EXTRACTED TEXT:
-- Start --

HR and EAPs should collaborate on this construct to get employees back to work sooner, reduce lawsuits, help prevent related employment claims, identify more troubled employees at risk of re-injury, and address secondary personal problems of injured workers that sabotage recovery.

This is not rocket science. Get excited, man! Follow 25 injured workers in 2018 and engage them in an "EAP Proactive Recovery Program." Then, compare your results--using 6-8 metrics--absences, treatment costs, re-injury rates, legal claims, reduced HR hassle time, speedier return to work, employee turnover, reduced overtime, etc.--to the same costs associated with the last 25 compensable injuries that were not similarly followed.

You should see a powerful return on this program. Then show up at EAPA conference or share your results at a SHRM conference.

-- End --

SUPPLIED INFORMATION:
-- Start --

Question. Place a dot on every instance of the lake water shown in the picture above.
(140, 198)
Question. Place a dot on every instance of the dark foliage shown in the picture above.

-- End --

PROBLEMS TO SOLVE:
1 – In the text on the EAP Proactive Recovery Program, how many injured workers should be followed in 2018?
2 – Resume the text on the EAP Proactive Recovery Program for injured workers after its last sentence.

PER-TASK ANSWERS:
1 – 25 injured workers.

2 –
Here are a few ideas to consider for your project:

1. Consider having injured workers engage with the EAP. A self-referral, or even a formal referral after injury is appropriate because the referral is based upon a job-related issue--injury. Another source of referral is the workers' compensation managed care nurse--get this individual on board with the program.

2. Have the EAP assess the psycho/social and environmental issues, and intervene with those that could contribute to prolonged absence--this is a research-proven cost driver for WC injuries--the longer out, the less likely the return to work.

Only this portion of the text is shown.